━━━ RECORDS SHOWN ━━━

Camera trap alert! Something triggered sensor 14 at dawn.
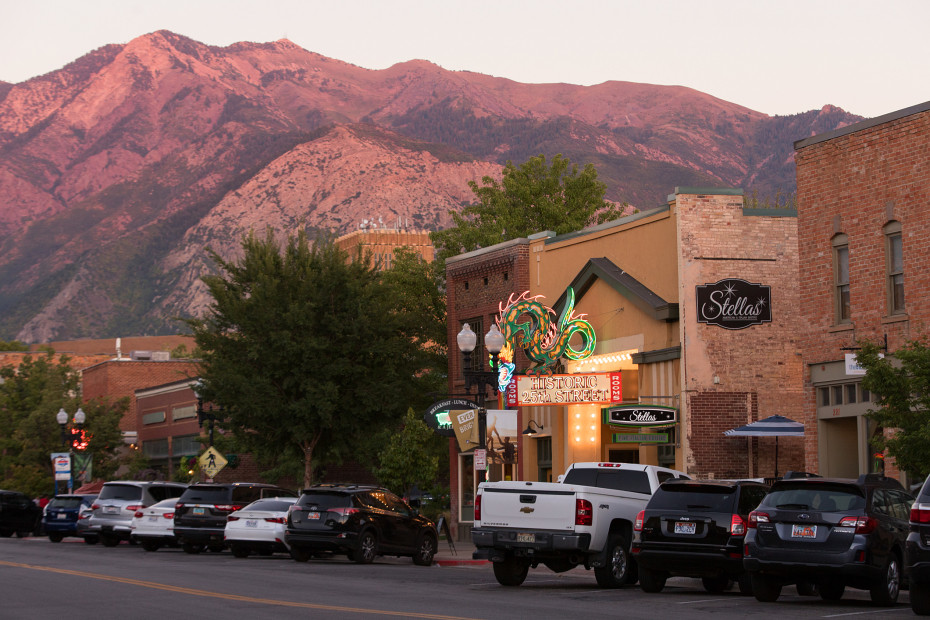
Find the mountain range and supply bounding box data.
[0,30,861,343]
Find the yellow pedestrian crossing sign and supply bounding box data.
[199,447,227,478]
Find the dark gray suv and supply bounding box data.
[83,481,187,546]
[744,473,914,606]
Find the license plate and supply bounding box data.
[104,506,119,515]
[57,513,67,520]
[791,524,817,538]
[674,521,696,535]
[246,520,258,528]
[308,511,321,520]
[192,507,205,516]
[516,532,535,543]
[148,516,159,522]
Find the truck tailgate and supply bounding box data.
[479,483,576,530]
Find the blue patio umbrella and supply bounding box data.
[724,415,805,477]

━━━

- WHAT THE TASK REQUIRES -
Send back the entries above exactly. Skip the images.

- ANSWER TO THE PROBLEM -
Camera trap alert! Something triggered sensor 14 at dawn.
Find the mountain range and supply bounding box data.
[0,30,861,343]
Find the yellow pedestrian crossing sign and supply bounding box data.
[199,447,227,478]
Find the dark gray suv and supply bounding box data.
[83,481,187,546]
[744,473,914,606]
Find the license plate and supply bounding box data.
[104,506,119,515]
[57,513,67,520]
[791,524,817,538]
[674,521,696,535]
[246,520,258,528]
[308,511,321,520]
[192,507,205,516]
[516,532,535,543]
[148,516,159,522]
Find the truck tailgate and supply bounding box data.
[479,483,576,530]
Find the blue patio umbrella and supply bounding box data.
[724,415,805,477]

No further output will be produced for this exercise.